OBJECTIVE → Could you recast every line of the records below as a Markdown table with the columns Row and Text, giving each line its own number and leaving out any blank lines?

LISTED RECORDS →
=====
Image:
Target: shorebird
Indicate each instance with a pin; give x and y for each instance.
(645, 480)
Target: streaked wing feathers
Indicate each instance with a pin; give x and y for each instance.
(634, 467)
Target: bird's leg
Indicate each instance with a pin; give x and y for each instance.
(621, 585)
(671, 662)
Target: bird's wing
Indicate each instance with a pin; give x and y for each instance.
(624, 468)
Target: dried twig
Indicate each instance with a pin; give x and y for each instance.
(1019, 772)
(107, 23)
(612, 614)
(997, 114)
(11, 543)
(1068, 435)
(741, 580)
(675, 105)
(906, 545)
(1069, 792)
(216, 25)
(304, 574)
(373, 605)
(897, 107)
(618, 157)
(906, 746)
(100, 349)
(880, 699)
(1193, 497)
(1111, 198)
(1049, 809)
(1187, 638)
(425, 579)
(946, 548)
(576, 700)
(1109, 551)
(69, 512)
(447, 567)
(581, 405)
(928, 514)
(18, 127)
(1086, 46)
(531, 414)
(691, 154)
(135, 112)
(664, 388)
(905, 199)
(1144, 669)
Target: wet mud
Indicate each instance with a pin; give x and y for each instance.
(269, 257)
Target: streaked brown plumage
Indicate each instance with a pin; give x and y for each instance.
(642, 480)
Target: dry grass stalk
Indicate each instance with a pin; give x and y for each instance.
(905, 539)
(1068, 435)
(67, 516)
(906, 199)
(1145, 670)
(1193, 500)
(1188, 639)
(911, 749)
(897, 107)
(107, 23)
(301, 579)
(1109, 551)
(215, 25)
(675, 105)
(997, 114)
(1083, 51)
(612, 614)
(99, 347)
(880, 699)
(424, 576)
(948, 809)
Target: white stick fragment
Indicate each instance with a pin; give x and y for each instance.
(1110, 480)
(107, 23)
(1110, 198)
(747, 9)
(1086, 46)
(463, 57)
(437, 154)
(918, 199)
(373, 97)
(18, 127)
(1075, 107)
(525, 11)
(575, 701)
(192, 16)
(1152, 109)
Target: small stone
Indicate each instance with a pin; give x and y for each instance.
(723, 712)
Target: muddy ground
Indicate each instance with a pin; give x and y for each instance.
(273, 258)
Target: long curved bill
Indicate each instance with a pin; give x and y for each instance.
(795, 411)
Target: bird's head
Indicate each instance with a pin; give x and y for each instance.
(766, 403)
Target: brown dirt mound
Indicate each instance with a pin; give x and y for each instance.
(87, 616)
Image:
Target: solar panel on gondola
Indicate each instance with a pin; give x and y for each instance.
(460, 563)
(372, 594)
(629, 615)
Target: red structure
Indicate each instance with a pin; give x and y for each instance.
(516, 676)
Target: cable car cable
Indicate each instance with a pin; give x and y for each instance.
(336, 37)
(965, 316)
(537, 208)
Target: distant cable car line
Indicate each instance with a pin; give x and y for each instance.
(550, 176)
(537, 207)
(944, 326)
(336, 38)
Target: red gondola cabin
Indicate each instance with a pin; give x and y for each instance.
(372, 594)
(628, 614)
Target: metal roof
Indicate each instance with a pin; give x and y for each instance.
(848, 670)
=====
SOLUTION BELOW →
| Row | Text |
|---|---|
| 1 | Image: |
| 2 | Target: shorebird |
| 3 | Indicate each instance with a pin; give x and y for each instance. |
| 4 | (645, 480) |
| 5 | Target: streaked wing feathers |
| 6 | Indicate each instance with a pin; give x and y for each instance. |
| 7 | (634, 467) |
| 8 | Target: bird's leg |
| 9 | Indicate each instance with a pin; give x and y for each instance. |
| 10 | (621, 585) |
| 11 | (671, 662) |
| 12 | Target: bird's wing |
| 13 | Indicate each instance with a pin; give x and y for each instance. |
| 14 | (624, 468) |
| 15 | Target: dried twig |
| 16 | Indicate each instance with a pin; give x and y for each instance. |
| 17 | (1019, 772) |
| 18 | (107, 23) |
| 19 | (612, 614) |
| 20 | (997, 114) |
| 21 | (11, 543) |
| 22 | (1068, 435) |
| 23 | (741, 580) |
| 24 | (675, 105) |
| 25 | (906, 545) |
| 26 | (1069, 792) |
| 27 | (216, 25) |
| 28 | (304, 574) |
| 29 | (373, 605) |
| 30 | (897, 107) |
| 31 | (618, 157) |
| 32 | (906, 746) |
| 33 | (100, 349) |
| 34 | (880, 699) |
| 35 | (1193, 497) |
| 36 | (1111, 198) |
| 37 | (1049, 809) |
| 38 | (1187, 638) |
| 39 | (425, 579) |
| 40 | (946, 548) |
| 41 | (576, 700) |
| 42 | (1109, 551) |
| 43 | (69, 512) |
| 44 | (447, 567) |
| 45 | (581, 405) |
| 46 | (928, 514) |
| 47 | (18, 127) |
| 48 | (1086, 46) |
| 49 | (531, 414) |
| 50 | (691, 154) |
| 51 | (135, 112) |
| 52 | (664, 388) |
| 53 | (905, 199) |
| 54 | (1144, 669) |
| 55 | Target: wet mud |
| 56 | Indicate each instance with a pin; give x and y for each instance. |
| 57 | (269, 257) |
| 58 | Target: streaked brown plumage |
| 59 | Indicate each instance with a pin; give x and y for each instance. |
| 60 | (642, 480) |
| 61 | Target: dry grass stalk |
| 62 | Indicate each instance with a pin; give x and y for each instance. |
| 63 | (905, 539) |
| 64 | (1068, 435) |
| 65 | (67, 516) |
| 66 | (906, 199) |
| 67 | (1145, 670) |
| 68 | (1193, 500) |
| 69 | (1188, 639) |
| 70 | (911, 749) |
| 71 | (897, 107) |
| 72 | (107, 23) |
| 73 | (301, 579) |
| 74 | (1109, 551) |
| 75 | (215, 25) |
| 76 | (675, 105) |
| 77 | (997, 114) |
| 78 | (1083, 51) |
| 79 | (612, 614) |
| 80 | (99, 347) |
| 81 | (880, 699) |
| 82 | (424, 576) |
| 83 | (948, 809) |
| 84 | Target: white stick fragment |
| 85 | Indicate each instance with a pin; give x and y for each instance. |
| 86 | (1110, 480) |
| 87 | (107, 23) |
| 88 | (1110, 198) |
| 89 | (747, 9) |
| 90 | (1086, 46) |
| 91 | (463, 57) |
| 92 | (437, 154) |
| 93 | (918, 199) |
| 94 | (373, 97) |
| 95 | (18, 127) |
| 96 | (1075, 107) |
| 97 | (525, 11) |
| 98 | (575, 701) |
| 99 | (192, 16) |
| 100 | (1152, 109) |
| 101 | Target: small stone |
| 102 | Indicate each instance with a pin; give x and y for each instance. |
| 103 | (723, 712) |
| 104 | Target: muddy ground |
| 105 | Indicate each instance with a pin; give x and y for each instance. |
| 106 | (273, 258) |
| 107 | Target: long curved bill |
| 108 | Indicate each instance with a pin; give x and y for each instance. |
| 109 | (795, 411) |
| 110 | Target: bird's head |
| 111 | Indicate each instance with a pin; give x and y for each instance. |
| 112 | (766, 403) |
| 113 | Target: brown dirt mound |
| 114 | Indicate each instance with a pin; give x and y for each instance. |
| 115 | (87, 616) |
| 116 | Image: |
| 117 | Target: solar panel on gondola |
| 118 | Indicate each instance with a pin; give x and y for each instance. |
| 119 | (460, 563) |
| 120 | (372, 594) |
| 121 | (629, 615) |
| 122 | Target: red structure |
| 123 | Indicate each instance with a pin; give x and y for each instance. |
| 124 | (516, 676) |
| 125 | Target: cable car cable |
| 126 | Indicate each instance with a pin; give x and y for each instance. |
| 127 | (336, 37) |
| 128 | (965, 316) |
| 129 | (537, 208) |
| 130 | Target: distant cable car line |
| 131 | Indicate each instance with a pin; give x and y for each instance. |
| 132 | (550, 176) |
| 133 | (537, 207) |
| 134 | (944, 326) |
| 135 | (336, 38) |
| 136 | Target: red gondola cabin |
| 137 | Indicate each instance with a pin; give x and y for each instance. |
| 138 | (372, 594) |
| 139 | (628, 614) |
| 140 | Target: metal roof |
| 141 | Indicate each instance with a pin; give x and y for each instance. |
| 142 | (848, 670) |